• Text section:
┌──

Across this six-year journey, one principle stands out: real innovation lies not in flashy features but in sustained, systematic improvement. DJI’s long-term commitment has produced not just individual devices but a cohesive, user-friendly ecosystem that’s harder to replicate than any single spec sheet.
Compounding power of an ecosystem
DJI’s growing ecosystem has enabled it to expand across imaging scenarios. From the compact Osmo Nano to the panoramic Osmo 360, each product benefits from the same unified platform.
The Osmo Nano represents a matured version of DJI’s magnetic modular design, combining portability with flagship-level imaging performance while resolving earlier issues such as overheating and fragility. Four years after the Action 2’s experimental design, users finally have a truly refined magnetic mounting experience.

The Osmo 360 shares batteries and accessories with the Action series, while the Nano reuses DJI’s flagship image sensor. From device interfaces to post-production tools like DJI Mimo and DJI Studio, the ecosystem now offers a seamless end-to-end experience.
This evolution reflects DJI’s shift from solving isolated user problems to building universal solutions that span devices and use cases. Its ecosystem now bridges professional-grade performance with mass accessibility.
The synergy not only enhances user experience but also reduces R&D and supply chain costs. Leveraging its manufacturing expertise from drones, DJI has gained an edge in component design and production efficiency. Those savings have been passed on to users, broadening access to advanced imaging tools and creating a virtuous cycle of adoption and iteration.
Redefining the category
When DJI entered the panoramic camera market with the Osmo 360, it faced the classic tradeoff between image quality, size, and power consumption.
Most existing cameras used rectangular smartphone CMOS (complementary metal oxide semiconductor) sensors to capture circular images, wasting up to a quarter of the sensor area. Refusing to accept that limitation, DJI persuaded suppliers to co-develop a square CMOS sensor, a decision that fundamentally changed the technology equation. The new design increased sensor utilization by 25% and enabled native 8K panoramic video capture without upsampling, resolving one of the market’s major pain points.
The Osmo 360 also brought ten-bit D-LogM color, advanced stitching algorithms from DJI’s drone division, and smart tracking, all in a handheld device priced at RMB 2,999 (USD 419.9). The result was a dramatically lower entry barrier for professional panoramic creators.

└──

• Exercise:
Continue the text on DJI's cameras and ecosystem, picking up after its last sentence.

• Records provided:
┌──

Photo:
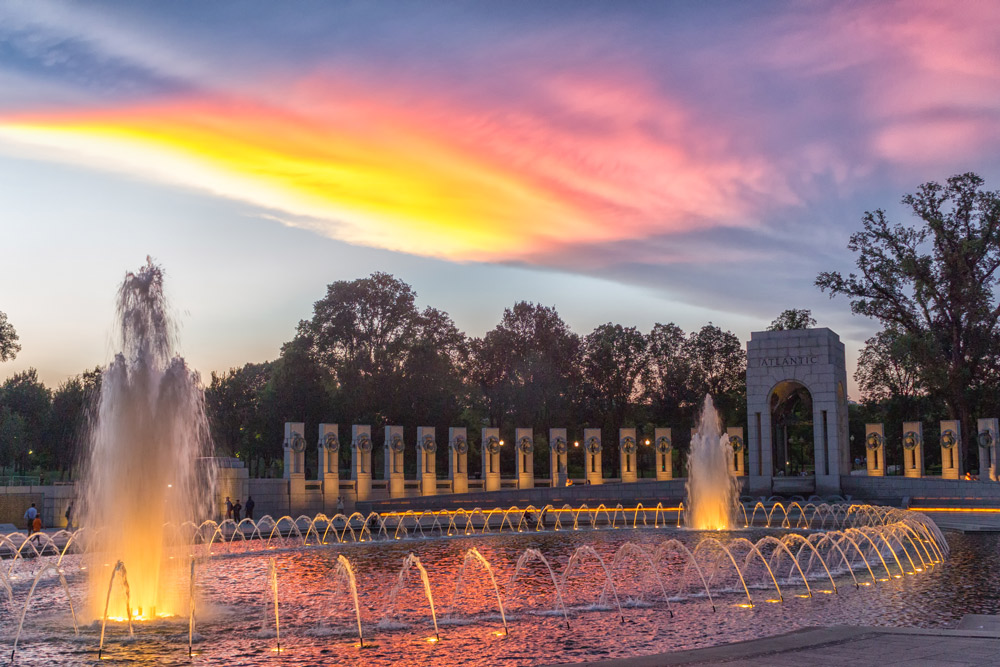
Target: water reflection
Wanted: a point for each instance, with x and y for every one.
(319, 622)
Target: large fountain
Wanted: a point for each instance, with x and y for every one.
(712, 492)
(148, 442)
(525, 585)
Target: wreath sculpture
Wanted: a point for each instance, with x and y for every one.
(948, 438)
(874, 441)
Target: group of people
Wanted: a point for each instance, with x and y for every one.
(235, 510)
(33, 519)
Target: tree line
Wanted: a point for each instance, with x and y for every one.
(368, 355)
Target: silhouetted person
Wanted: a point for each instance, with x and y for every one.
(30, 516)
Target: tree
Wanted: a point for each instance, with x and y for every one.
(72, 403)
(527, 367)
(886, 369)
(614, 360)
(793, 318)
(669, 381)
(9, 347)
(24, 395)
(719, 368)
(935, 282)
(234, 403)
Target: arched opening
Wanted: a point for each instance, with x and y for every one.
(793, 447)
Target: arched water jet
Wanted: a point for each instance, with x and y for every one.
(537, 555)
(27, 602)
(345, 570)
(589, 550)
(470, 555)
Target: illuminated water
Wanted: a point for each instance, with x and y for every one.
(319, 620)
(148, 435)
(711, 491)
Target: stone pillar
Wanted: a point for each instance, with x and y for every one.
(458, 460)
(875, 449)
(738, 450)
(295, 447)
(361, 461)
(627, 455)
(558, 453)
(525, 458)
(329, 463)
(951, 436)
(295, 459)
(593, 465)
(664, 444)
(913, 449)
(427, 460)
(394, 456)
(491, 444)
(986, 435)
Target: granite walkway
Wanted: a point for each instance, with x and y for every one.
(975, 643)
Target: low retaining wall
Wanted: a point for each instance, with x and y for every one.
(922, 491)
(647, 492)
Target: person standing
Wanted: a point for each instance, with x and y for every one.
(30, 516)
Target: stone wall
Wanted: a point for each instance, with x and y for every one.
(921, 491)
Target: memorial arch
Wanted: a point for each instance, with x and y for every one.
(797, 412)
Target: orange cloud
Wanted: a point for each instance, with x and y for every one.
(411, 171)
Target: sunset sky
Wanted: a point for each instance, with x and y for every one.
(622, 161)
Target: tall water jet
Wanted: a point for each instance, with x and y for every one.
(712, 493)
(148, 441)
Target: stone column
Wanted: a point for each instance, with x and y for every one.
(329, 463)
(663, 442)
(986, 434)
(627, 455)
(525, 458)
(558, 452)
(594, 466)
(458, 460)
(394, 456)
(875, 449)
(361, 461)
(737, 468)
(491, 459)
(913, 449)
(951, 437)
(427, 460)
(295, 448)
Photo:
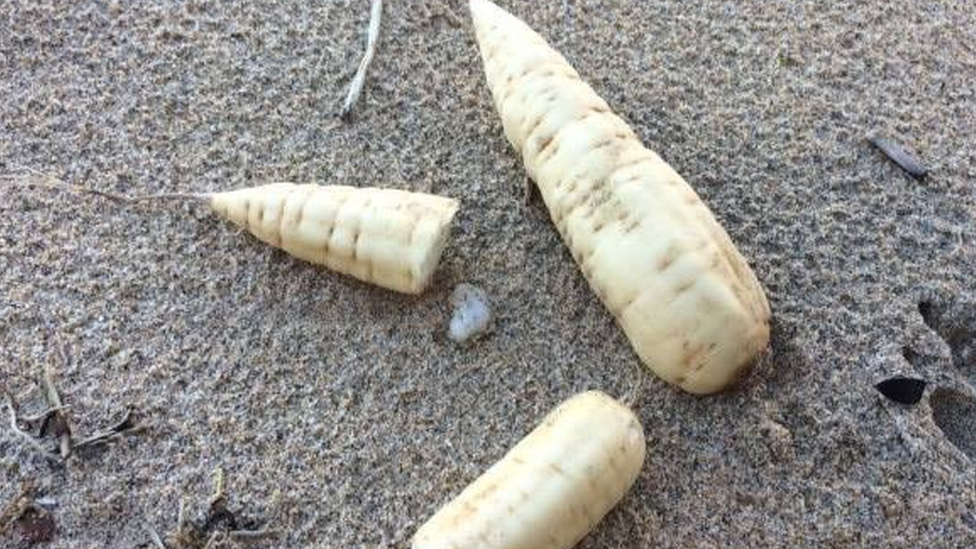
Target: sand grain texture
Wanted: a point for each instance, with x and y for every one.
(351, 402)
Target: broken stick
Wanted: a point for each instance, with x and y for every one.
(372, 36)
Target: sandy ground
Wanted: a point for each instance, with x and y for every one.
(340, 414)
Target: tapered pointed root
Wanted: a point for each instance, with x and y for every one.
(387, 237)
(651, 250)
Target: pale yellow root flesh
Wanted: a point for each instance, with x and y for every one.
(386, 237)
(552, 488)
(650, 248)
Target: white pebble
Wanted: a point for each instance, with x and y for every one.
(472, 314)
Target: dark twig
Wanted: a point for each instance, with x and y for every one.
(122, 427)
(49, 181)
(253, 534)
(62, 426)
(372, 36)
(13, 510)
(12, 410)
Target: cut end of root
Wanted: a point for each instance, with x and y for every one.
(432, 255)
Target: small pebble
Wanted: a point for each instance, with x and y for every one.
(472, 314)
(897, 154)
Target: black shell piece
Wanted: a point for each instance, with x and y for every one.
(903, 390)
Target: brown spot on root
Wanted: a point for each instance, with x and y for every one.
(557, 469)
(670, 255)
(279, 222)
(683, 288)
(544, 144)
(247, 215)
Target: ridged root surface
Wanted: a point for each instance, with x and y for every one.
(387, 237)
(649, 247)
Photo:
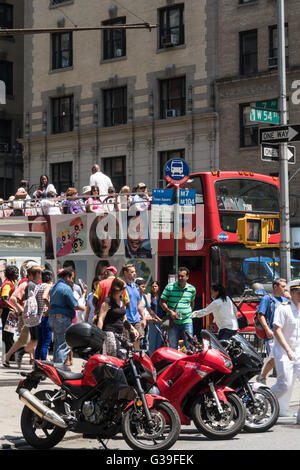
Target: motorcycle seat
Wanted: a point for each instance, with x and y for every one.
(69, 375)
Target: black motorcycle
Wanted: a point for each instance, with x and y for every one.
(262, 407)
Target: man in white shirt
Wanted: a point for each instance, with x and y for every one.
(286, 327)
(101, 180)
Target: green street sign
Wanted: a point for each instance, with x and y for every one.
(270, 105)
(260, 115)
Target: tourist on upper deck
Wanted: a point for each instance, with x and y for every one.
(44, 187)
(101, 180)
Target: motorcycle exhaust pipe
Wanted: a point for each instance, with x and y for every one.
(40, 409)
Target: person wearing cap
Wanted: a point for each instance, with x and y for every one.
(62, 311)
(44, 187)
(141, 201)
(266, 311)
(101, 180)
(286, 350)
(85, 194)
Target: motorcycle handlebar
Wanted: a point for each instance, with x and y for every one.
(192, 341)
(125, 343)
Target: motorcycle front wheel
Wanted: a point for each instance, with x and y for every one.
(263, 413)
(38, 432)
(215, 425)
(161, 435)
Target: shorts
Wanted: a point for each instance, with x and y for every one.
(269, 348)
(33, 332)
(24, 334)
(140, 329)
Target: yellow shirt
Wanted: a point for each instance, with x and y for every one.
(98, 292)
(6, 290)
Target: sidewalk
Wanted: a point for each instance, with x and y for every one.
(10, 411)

└──
┌──

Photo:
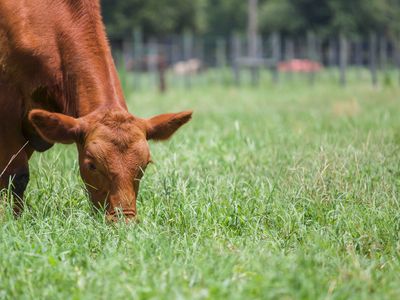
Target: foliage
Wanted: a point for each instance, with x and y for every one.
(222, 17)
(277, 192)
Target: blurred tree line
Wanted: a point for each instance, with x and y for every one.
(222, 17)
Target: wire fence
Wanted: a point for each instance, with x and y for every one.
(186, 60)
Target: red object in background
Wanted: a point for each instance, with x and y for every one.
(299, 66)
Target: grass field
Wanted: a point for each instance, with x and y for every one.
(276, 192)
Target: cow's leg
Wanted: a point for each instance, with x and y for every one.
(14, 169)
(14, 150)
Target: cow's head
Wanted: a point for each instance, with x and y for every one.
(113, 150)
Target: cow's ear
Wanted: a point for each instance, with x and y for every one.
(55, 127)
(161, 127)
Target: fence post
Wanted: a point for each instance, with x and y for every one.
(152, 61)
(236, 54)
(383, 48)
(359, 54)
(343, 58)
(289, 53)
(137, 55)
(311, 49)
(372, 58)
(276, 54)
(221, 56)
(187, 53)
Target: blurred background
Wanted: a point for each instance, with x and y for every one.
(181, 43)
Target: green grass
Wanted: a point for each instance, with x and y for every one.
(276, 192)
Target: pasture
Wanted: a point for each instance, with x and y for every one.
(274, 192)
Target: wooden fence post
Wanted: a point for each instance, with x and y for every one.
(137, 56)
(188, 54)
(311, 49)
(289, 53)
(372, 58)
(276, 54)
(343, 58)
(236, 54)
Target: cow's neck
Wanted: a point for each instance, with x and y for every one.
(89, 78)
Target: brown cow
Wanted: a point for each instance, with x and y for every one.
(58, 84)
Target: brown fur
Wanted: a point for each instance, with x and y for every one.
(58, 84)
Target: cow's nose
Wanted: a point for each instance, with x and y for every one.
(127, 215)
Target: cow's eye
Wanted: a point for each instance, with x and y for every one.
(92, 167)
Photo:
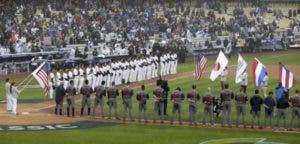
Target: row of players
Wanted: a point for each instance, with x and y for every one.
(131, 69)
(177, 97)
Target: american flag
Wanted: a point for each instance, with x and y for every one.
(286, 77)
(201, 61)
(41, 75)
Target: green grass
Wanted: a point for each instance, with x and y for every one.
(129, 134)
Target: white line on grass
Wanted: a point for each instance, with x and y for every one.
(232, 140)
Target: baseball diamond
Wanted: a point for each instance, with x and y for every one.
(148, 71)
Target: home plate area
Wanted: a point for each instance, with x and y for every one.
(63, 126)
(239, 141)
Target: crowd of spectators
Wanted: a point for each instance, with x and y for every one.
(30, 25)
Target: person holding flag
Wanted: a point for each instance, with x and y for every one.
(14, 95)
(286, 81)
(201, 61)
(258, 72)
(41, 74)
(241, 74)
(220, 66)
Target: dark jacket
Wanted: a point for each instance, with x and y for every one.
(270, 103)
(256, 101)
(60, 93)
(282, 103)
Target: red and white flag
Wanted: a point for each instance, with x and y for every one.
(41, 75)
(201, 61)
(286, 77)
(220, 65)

└──
┌──

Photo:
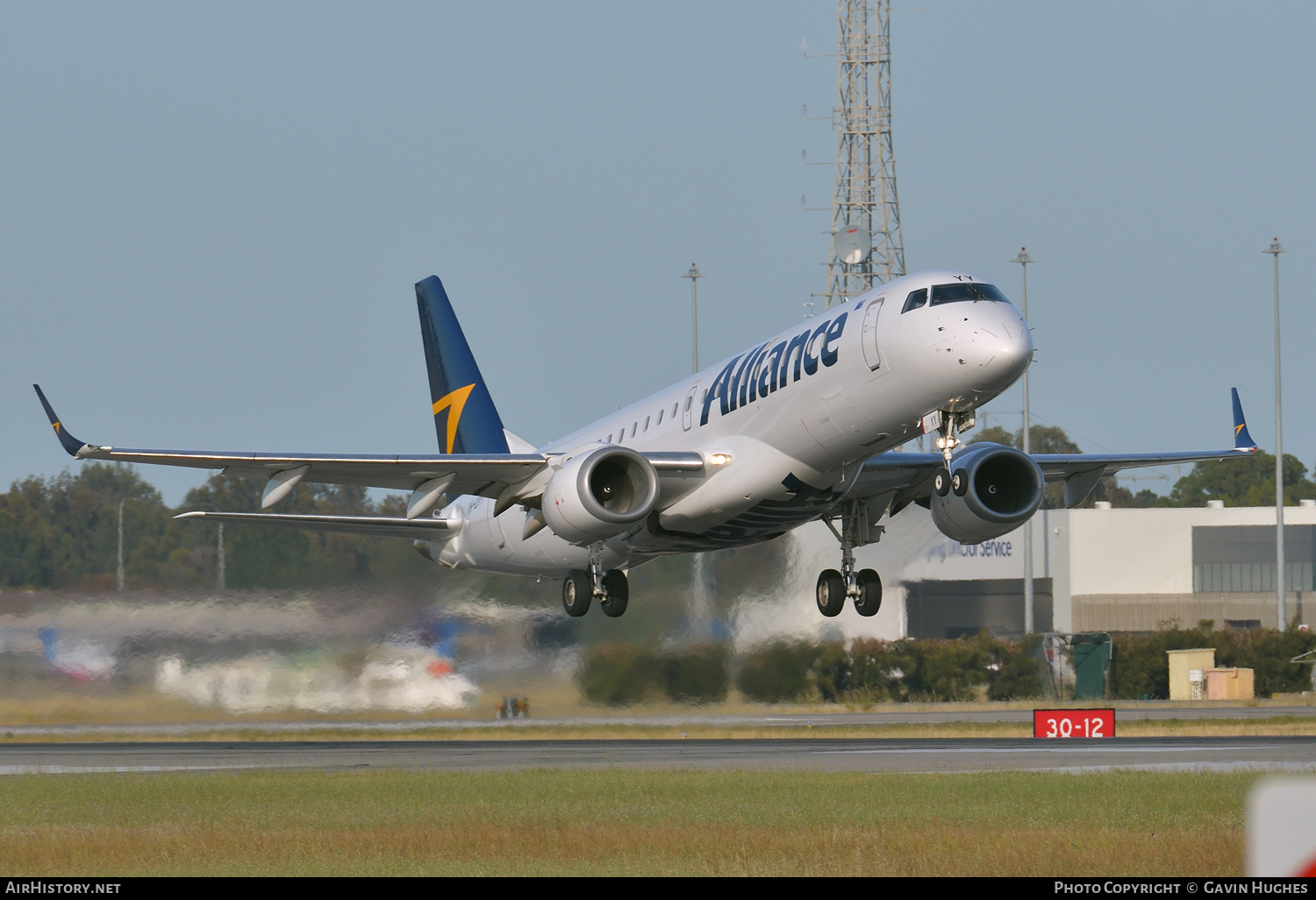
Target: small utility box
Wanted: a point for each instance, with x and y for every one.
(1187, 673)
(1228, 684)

└──

• Result for this exercise:
The product’s quick success validated DJI’s approach. By contrast, GoPro’s dependence on a single product line led to a USD 432 million loss in 2024 and continued decline in 2025.
But DJI isn’t stopping there. As the drone market matures amid tighter regulation and product sameness, users increasingly seek creative tools that are safe, portable, and shareable. DJI’s rumored Avata 360, reportedly in development since 2022, points in that direction. Leaked images suggest it combines the Avata’s ducted propeller design and DJI O4 transmission system with the Osmo 360’s dual fisheye lenses and square CMOS. Such cross-domain innovation could create an entirely new imaging category.
The outlook
From action cameras to panoramic cameras and soon, perhaps, panoramic drones, imaging has become central to how people document and share their lives.
For ecosystem-driven players like DJI, each milestone reflects not luck but the predictable results of long-term investment, sharp market insight, and supply chain control.
From the beginning, DJI has viewed imaging not as cold hardware but as a bridge between technology and emotion. Photography, after all, is as much about perception as pixels. It captures fleeting moments of connection—the kind that makes travelers pause, frame a scene, and resist the fear of missing out.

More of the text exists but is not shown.